**本文抜粋**:
"""

遐方記







一年早々として・・

  仏式で法要を行うときには、大抵の場合、「これは何々のために行う儀式である」という目的を述べる箇所がある。法則(ほっそく)、あるいは啓白(けいびゃく)とも言うのだが、これを聞くことによって参拝者も、儀式の内容について「そうだよなあ」とか「そうだったのか」と納得する、ということになっている。
 現在、大慈寺で使用している法則集の中、一周忌の箇所に「一年早々として夢の如し」という件がある。死者が亡くなって一年はあっと言う間だ、という意味であろうか。人が他界した後の一年が、まことに瞬間のような気がするというのは、我々の偽らざる実感である。しかし我々生きている者自身も、この時期同様な感慨にとらわれる。一年は早いなあ、と。そう、まさに一年は夢の如し、いやが応でも、今年も年末を迎えてしまう・・。

  しかしながら、私にとって、今年の「一年早々・・」にはまた別の意味があるのである。一体あれは何だったのか。思い出せそうで思い出せない、そんな別世界が一年前に確かにあった・・。


  あれからもう一年が過ぎようとしている。私(たち)はそのとき、確かに心踊り、勇み、燃え、そして最後に・・涙を流した。そしてその感動が、忘却の中に時間を経るとともに消えていくのを、寂寞とした思いの力をもって踏みとどまらせようとするのだが、所詮それが無理であることは、我々自身の心が一番よく知っている。そういう努力をして実を結ばないとしても、向こうの方から、その忘却という暗黒の中よりマグマのごとく、時としてかの歌が口をつきメロディーとなって、私の五感を襲い打ちひしぐのだ。

「星が 流れる 星が 伝える 
ここに ここに この大地に とどまれと」
何だ? 星がどうした? 何を伝えるのだ? 誰が? どこで? 何のために? この大地とはどこのことなんだ? ・・・
  
 もっとも非生産的で、もっとも時間を浪費し、もっとも感傷を引きずりやすいもの、それは過去の思い出に浸ることである。しかしながら、それが必要な場合もときにはある。いやいや、今回の件に関しては、まさしく思い出は不可欠なことだ。「私たちが過去なにをしたかを反省した上でこそ、新たに未来を創り出していくことができる」という歴史学者の頻用する言葉があるではないか。こんなときばかりは、かの金言を借用することにしようではないか。

"""

**保存記録**:
"""

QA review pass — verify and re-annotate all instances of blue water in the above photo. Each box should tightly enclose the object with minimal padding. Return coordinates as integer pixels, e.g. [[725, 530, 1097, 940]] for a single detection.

"""
"""

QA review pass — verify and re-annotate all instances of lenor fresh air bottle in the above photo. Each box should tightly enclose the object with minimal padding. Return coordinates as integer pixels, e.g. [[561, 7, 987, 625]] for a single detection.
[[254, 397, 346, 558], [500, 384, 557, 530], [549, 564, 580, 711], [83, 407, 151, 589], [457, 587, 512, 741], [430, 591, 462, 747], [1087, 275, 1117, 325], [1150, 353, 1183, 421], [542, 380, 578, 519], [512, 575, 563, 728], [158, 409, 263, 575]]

"""

**次の課題**:
• 1. 「一年早々として」の本文から、「現在、大慈寺で使用している法」から「が一年前に確かにあった・・。」までをすべて書き写せ。
• 2. 一周忌の法則と過ぎた一年の思い出を綴った「一年早々として」の本文を、最後の文の後から書き継げ。
これらの記録は本文とは関係がない。

**解答**:
• 1.
現在、大慈寺で使用している法則集の中、一周忌の箇所に「一年早々として夢の如し」という件がある。死者が亡くなって一年はあっと言う間だ、という意味であろうか。人が他界した後の一年が、まことに瞬間のような気がするというのは、我々の偽らざる実感である。しかし我々生きている者自身も、この時期同様な感慨にとらわれる。一年は早いなあ、と。そう、まさに一年は夢の如し、いやが応でも、今年も年末を迎えてしまう・・。

  しかしながら、私にとって、今年の「一年早々・・」にはまた別の意味があるのである。一体あれは何だったのか。思い出せそうで思い出せない、そんな別世界が一年前に確かにあった・・。

• 2.
 
 平成14年1月19、20日の両日、栃木県の岩舟町文化会館で、町民参加型ミュージカル『音楽劇 円仁』が上演された。最初二回の予定であったが、予想以上の人気が出たことによって一回の公演が追加された。その後、一関、伊勢崎、上田の各都市でも上演され、これまた超満員のステージとなった

 では何が満員にさせたのか。おそらく大きな原因の一つは、自分の身内が出演して、何か歌って踊っている。時々練習しているみたいけど、よし見に行ってやれ、という気持ちで身内が見に行ったことであろう。その次の理由は、主役の円仁役に上條恒彦さんという有名俳優の方がつかれ、さらに母役として阿部百合子さんというこれまた芸暦の長いプロの俳優さんがなさった、ということであろう。あるいは上條さんの、息子コウさんとの始めての共演とか、他にも沢山理由はあるだろうが、いずれにしろ、住民が参加し一つのものを作り上げ達成していくという、モデルケースの一つになったであろうことは確信してやまない。

 「実は、岩舟町にゆかりの円仁さんを題材として、住民参加型ミュージカルを作ろうと思うのですよ。」
岩舟町の文化会館コスモスホールの岩崎館長さんが、こう笑顔で話されたことを昨日のように思い出す。そしてその後、長い、長い、練習やら、準備やら、何やら、かにやらがあって、本番を迎え、多少のことはあったにしても、何とか最後の公演までなし終えることができた。そして岩舟におけるすべての公演が終わり、夜遅くに皆が帰った後、実行委員長の水戸部さんと監修であった私との三人だけで慰労の食事会をした。そのときに、いつも謙虚な館長さんがこっそりと我々二人にこんなことを言ったのを思い出す。
「私たち、すごいことをしちゃったんですねえ。」
と。

 では私たちのなしたことはでは、何処がすごかったのか。しばらく、できるだけ客観的な目でつづっていこう。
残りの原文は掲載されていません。